**CHALLENGE:**
Count the lines in the data below that contain the string "floor", with case taken into account. Reply with the number alone.

**DATA LINES:**
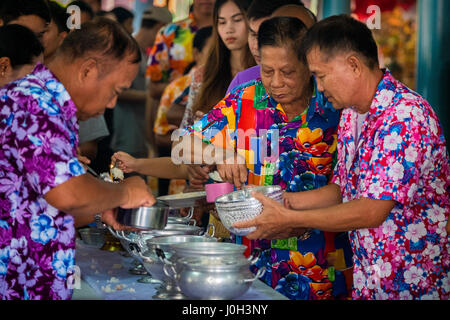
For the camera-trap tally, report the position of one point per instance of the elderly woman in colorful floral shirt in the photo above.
(391, 184)
(285, 114)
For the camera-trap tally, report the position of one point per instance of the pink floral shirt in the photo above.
(401, 155)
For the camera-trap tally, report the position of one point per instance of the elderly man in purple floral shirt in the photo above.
(44, 191)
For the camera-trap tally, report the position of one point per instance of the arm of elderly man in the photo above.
(83, 196)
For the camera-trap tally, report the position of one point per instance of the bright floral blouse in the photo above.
(296, 155)
(172, 51)
(39, 136)
(401, 155)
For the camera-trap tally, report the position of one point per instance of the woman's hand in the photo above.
(198, 175)
(233, 170)
(125, 162)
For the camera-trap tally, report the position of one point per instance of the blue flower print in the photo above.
(42, 229)
(63, 262)
(4, 260)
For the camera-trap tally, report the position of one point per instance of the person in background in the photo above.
(390, 186)
(86, 11)
(259, 12)
(129, 113)
(20, 50)
(45, 190)
(57, 30)
(178, 90)
(229, 52)
(33, 14)
(281, 131)
(124, 17)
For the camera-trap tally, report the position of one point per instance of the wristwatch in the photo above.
(98, 221)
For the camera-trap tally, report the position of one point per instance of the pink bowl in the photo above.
(215, 190)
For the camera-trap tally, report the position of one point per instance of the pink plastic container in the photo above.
(215, 190)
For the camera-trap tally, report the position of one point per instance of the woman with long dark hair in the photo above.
(229, 54)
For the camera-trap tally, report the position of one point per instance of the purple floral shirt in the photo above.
(38, 139)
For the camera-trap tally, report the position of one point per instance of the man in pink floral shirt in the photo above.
(391, 184)
(44, 190)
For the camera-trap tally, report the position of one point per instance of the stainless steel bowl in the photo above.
(147, 218)
(213, 279)
(241, 206)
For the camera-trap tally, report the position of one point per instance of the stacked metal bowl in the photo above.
(211, 270)
(241, 206)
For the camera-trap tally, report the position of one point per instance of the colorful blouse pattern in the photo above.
(299, 157)
(401, 155)
(39, 135)
(172, 51)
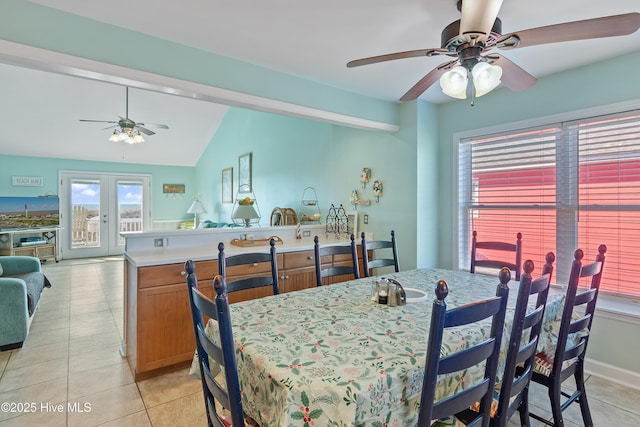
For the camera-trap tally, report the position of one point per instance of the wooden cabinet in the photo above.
(241, 271)
(158, 331)
(40, 243)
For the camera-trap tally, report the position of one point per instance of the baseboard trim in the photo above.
(612, 373)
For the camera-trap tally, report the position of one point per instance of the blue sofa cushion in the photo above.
(35, 282)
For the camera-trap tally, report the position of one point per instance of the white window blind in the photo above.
(564, 186)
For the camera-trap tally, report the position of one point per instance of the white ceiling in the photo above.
(312, 40)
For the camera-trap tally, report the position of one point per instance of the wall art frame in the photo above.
(244, 173)
(227, 185)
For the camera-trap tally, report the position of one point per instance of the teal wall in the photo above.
(39, 26)
(415, 164)
(290, 154)
(162, 207)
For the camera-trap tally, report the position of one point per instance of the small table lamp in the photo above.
(196, 208)
(246, 213)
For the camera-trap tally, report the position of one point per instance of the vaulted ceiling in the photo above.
(311, 40)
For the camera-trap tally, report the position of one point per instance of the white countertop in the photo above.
(201, 245)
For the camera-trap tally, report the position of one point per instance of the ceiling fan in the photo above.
(478, 31)
(127, 130)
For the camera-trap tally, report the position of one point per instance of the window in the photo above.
(563, 186)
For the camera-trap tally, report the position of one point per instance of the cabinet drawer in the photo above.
(249, 269)
(341, 258)
(173, 273)
(298, 259)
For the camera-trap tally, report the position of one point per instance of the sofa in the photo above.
(21, 285)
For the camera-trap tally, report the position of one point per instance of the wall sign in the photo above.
(27, 181)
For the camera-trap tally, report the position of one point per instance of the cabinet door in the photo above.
(25, 251)
(297, 279)
(165, 330)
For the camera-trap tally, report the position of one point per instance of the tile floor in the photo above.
(70, 367)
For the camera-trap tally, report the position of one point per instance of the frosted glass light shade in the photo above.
(486, 77)
(454, 82)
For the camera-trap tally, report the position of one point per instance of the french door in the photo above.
(97, 207)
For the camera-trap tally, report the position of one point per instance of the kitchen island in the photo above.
(158, 333)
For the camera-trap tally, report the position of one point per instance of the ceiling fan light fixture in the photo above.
(115, 136)
(137, 139)
(486, 77)
(454, 82)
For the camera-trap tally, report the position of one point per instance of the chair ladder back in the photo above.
(571, 344)
(367, 246)
(492, 308)
(335, 270)
(222, 353)
(574, 299)
(520, 357)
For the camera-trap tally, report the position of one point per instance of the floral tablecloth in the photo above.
(329, 356)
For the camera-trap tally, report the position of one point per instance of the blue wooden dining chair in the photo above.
(253, 259)
(552, 367)
(330, 269)
(374, 245)
(227, 395)
(495, 249)
(486, 351)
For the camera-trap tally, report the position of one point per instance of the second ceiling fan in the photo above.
(127, 130)
(478, 31)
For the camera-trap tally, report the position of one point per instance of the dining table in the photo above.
(331, 356)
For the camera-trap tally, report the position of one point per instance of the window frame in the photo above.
(460, 255)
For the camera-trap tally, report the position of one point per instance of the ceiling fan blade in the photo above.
(98, 121)
(428, 80)
(608, 26)
(477, 18)
(396, 55)
(157, 125)
(513, 77)
(144, 130)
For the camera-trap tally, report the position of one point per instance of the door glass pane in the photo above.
(85, 214)
(129, 208)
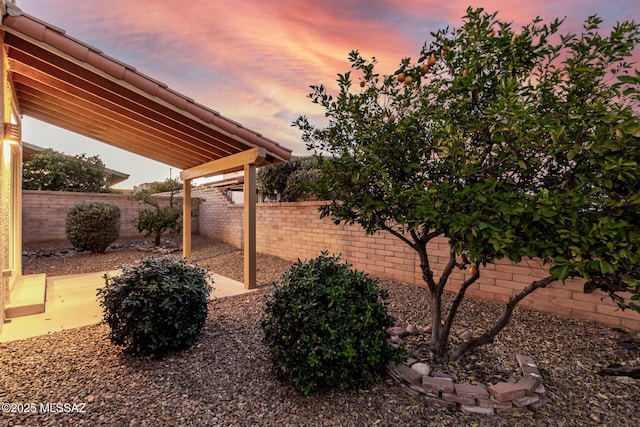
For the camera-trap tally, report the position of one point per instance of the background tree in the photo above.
(509, 143)
(294, 180)
(155, 222)
(54, 171)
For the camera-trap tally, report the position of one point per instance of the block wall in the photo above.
(295, 230)
(44, 213)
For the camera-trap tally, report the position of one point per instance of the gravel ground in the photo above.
(226, 379)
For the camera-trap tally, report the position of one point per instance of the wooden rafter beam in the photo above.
(232, 163)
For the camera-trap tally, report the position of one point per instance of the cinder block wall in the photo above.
(295, 230)
(44, 213)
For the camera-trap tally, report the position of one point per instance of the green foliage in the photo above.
(156, 307)
(93, 225)
(160, 219)
(295, 180)
(54, 171)
(511, 143)
(326, 326)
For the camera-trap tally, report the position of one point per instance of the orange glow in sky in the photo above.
(253, 60)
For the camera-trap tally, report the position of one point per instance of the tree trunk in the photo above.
(489, 335)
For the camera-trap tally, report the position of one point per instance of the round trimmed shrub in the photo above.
(326, 326)
(157, 306)
(93, 226)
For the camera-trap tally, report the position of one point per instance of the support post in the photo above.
(250, 226)
(186, 219)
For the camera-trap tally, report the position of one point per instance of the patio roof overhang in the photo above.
(69, 84)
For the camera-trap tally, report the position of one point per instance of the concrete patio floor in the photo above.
(71, 303)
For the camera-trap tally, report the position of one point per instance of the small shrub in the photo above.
(326, 326)
(156, 307)
(93, 225)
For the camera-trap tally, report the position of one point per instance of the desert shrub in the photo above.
(93, 225)
(156, 307)
(325, 325)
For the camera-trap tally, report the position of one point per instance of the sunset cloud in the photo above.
(253, 60)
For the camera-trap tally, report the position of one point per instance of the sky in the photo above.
(254, 60)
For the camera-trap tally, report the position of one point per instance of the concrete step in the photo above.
(28, 296)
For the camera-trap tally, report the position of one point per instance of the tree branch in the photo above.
(489, 335)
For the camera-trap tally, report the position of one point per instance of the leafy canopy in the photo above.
(154, 222)
(510, 142)
(54, 171)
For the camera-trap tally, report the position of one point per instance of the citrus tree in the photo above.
(511, 143)
(54, 171)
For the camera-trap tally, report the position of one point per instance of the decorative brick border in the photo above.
(503, 398)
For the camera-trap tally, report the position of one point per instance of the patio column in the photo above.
(249, 226)
(248, 161)
(186, 219)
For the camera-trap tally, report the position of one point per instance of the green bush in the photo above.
(156, 307)
(326, 326)
(93, 225)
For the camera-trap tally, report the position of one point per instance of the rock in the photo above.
(413, 330)
(421, 368)
(396, 340)
(398, 331)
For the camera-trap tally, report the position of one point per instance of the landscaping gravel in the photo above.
(227, 380)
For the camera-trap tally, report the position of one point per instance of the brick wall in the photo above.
(44, 213)
(295, 230)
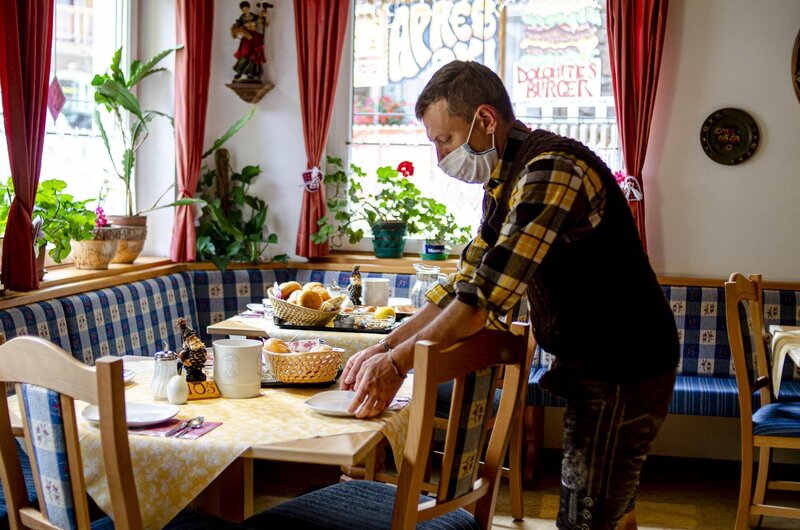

**SOLUTION FOR THIS TASK:**
2